■ **What this task involves**: Below are records; copy every line among them that contains the word "white".

───── The records ─────

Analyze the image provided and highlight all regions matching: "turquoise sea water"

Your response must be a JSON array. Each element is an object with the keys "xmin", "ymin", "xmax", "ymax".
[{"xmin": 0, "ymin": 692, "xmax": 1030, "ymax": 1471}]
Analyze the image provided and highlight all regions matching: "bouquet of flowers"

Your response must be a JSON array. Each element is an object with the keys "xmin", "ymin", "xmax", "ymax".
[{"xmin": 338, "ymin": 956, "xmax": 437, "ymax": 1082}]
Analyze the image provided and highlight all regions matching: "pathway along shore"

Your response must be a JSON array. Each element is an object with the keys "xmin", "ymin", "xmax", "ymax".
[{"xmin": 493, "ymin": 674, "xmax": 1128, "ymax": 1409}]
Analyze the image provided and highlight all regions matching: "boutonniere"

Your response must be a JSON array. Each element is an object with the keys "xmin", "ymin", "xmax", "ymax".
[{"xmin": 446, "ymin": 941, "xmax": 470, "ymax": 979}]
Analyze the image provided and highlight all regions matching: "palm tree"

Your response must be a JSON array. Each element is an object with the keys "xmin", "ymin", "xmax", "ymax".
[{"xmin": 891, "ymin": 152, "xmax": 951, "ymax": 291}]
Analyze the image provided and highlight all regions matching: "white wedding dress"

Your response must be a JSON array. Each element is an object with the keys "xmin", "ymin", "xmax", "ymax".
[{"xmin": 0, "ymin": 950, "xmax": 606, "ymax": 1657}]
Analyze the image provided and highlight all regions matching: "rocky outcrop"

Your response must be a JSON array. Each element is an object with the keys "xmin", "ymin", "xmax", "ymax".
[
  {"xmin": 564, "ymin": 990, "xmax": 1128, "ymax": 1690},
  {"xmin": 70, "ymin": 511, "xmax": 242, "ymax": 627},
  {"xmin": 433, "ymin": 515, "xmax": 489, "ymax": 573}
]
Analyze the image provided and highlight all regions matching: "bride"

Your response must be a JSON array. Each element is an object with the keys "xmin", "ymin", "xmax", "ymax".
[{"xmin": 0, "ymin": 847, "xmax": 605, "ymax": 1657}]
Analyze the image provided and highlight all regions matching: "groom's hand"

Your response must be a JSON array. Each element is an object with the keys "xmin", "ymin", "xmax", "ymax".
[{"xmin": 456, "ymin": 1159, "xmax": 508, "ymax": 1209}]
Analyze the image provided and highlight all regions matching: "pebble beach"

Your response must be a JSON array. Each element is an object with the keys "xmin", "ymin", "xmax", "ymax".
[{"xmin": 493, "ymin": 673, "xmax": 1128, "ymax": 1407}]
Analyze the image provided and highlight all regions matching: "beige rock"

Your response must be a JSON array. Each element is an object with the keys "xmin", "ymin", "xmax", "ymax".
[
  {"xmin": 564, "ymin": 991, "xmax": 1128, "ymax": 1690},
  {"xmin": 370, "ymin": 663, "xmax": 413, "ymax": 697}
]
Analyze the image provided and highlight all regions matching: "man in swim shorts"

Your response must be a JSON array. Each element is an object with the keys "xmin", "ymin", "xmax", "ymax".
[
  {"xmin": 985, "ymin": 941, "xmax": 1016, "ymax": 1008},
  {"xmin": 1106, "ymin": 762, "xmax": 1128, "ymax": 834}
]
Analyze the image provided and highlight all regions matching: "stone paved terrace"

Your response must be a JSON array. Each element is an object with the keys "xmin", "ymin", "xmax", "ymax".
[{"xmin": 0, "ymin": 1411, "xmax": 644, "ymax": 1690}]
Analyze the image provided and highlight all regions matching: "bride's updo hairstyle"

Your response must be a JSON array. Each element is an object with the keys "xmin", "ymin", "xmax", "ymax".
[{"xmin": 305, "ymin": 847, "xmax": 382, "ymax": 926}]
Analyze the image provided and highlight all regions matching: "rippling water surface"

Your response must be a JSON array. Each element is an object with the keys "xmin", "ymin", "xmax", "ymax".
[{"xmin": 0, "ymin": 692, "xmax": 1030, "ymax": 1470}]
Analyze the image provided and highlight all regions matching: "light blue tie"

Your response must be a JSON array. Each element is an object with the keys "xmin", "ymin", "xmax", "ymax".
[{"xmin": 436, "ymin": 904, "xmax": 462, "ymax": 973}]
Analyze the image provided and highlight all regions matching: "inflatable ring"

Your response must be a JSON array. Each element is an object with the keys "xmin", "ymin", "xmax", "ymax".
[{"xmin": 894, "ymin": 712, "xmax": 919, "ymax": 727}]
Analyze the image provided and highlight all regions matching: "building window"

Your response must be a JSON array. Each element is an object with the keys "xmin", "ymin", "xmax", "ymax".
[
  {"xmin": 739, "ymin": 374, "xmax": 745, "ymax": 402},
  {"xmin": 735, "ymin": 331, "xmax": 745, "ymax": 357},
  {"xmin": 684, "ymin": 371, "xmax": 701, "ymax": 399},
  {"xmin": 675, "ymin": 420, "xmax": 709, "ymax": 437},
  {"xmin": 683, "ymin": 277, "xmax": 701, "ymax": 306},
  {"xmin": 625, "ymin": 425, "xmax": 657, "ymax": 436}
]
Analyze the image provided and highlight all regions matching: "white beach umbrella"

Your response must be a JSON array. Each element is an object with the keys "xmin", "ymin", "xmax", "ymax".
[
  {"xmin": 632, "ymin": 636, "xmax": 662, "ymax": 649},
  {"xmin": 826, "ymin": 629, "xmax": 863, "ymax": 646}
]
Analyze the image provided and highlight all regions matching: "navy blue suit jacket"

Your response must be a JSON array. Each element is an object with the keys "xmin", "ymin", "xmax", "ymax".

─────

■ **Solution for this task**:
Analyze the image provided and highlight all regions matching: "white wedding dress"
Analyze the image provided and highlight all regions matching: "white beach umbrella"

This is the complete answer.